The end of privacyDid you know there’s a Gmail feature – Mail Goggles – that will prompt you to solve simple math problems before you hit send? This “soft paternalism” keeps you from doing something you’d regret later. By default, it’s only active late at night on weekends, “when you’re most likely to need it.” You can adjust the settings, though.

Here’s a long article (at NYT) — by a law professor — that discusses the dangers of oversharing and the “behavioral economics of privacy” — the trade-offs we make, consciously or unconsciously, when we decide to reveal or conceal information. (emphasis added)

Data excerpt
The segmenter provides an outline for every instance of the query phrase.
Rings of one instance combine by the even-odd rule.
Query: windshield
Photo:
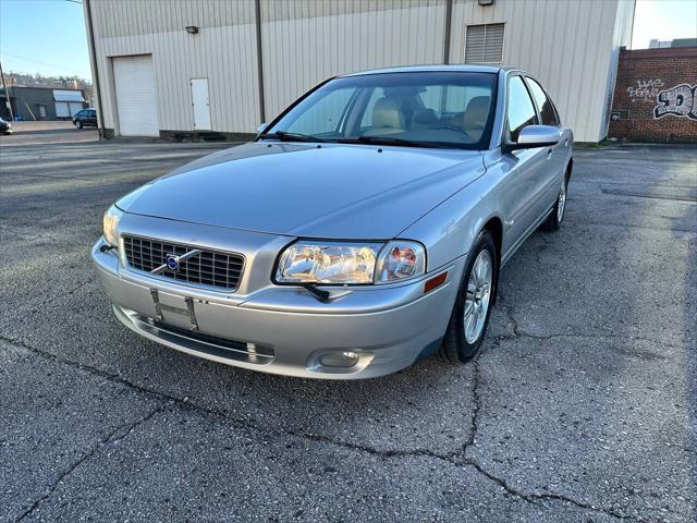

Exercise requirements
• 1. According to the excerpt on privacy, when is Gmail's Mail Goggles active by default?
• 2. Pick up the excerpt on privacy and oversharing after its final sentence and keep writing it.

Responses by task
• 1. Late at night on weekends.

• 2.
[A] challenge that, in big and small ways, is confronting millions of people around the globe: how best to live our lives in a world where the Internet records everything and forgets nothing — where every online photo, status update, Twitter post and blog entry by and about us can be stored forever. …

[T]here was the 16-year-old British girl who was fired from her office job for complaining on Facebook, “I’m so totally bored!!”; there was the 66-year-old Canadian psychotherapist who tried to enter the United States but was turned away at the border — and barred permanently from visiting the country — after a border guard’s Internet search found that the therapist had written an article in a philosophy journal describing his experiments 30 years ago with L.S.D. …

The fact that the Internet never seems to forget is threatening, at an almost existential level, our ability to control our identities; to preserve the option of reinventing ourselves and starting anew; to overcome our checkered pasts.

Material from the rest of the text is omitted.